--- Written request ---
Scale the records below by writing out every line again, requests included, with each x and y coordinate in the answers multiplied by 1.75 and rounded to a whole number, halves rounding up. Leave the pictures out, and don't change any numbers in the requests or their format samples.

------ Exercise inputs ------

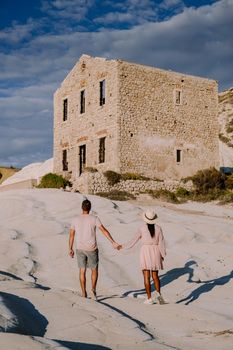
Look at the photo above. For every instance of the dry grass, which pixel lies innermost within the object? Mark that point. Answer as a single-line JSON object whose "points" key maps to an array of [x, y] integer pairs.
{"points": [[7, 172]]}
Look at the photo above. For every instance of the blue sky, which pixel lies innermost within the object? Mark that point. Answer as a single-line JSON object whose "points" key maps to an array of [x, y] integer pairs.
{"points": [[41, 40]]}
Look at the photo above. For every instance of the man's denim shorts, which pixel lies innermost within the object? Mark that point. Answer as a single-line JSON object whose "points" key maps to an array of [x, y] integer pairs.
{"points": [[87, 259]]}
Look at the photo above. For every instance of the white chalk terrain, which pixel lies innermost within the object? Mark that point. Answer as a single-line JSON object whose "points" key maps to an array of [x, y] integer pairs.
{"points": [[40, 307]]}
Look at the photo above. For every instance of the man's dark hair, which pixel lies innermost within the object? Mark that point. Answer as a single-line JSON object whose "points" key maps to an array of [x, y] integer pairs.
{"points": [[86, 205]]}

------

--- Expected answer ---
Look at the photo above. For every instance of the dry grass, which pixel lies innermost within the object? Mark that point. Answer as a single-line JSON object whose "points" key maps to an array of [x, y] integer pairs.
{"points": [[12, 301]]}
Look at the photo above. For every instance of the blue sky, which pixel lies innermost within the object? Mark that point. Answer as a single-line JSON object whose "points" key maps to an array of [x, y] integer pairs.
{"points": [[72, 70]]}
Look at the photo above. For every instance of the man's denim shorts, which pixel lies innermost within the object? Mark that point. Answer as a single-line JSON object whose "points" key maps to an array of [x, y] integer pairs.
{"points": [[152, 453]]}
Look at the photo above. For every instance of the white chalk terrain, which pixel lies innermost within the object? Mark that point. Answer as a single-line JSON object whose "points" key maps to an array of [x, y] integer pairs.
{"points": [[70, 537]]}
Look at the photo above. For every instance of the man's dark hair, which pixel lies innermost within the object? Mark that point. Answer as a single-line JSON object whose "points" key maps to an array of [x, y] integer pairs.
{"points": [[151, 359]]}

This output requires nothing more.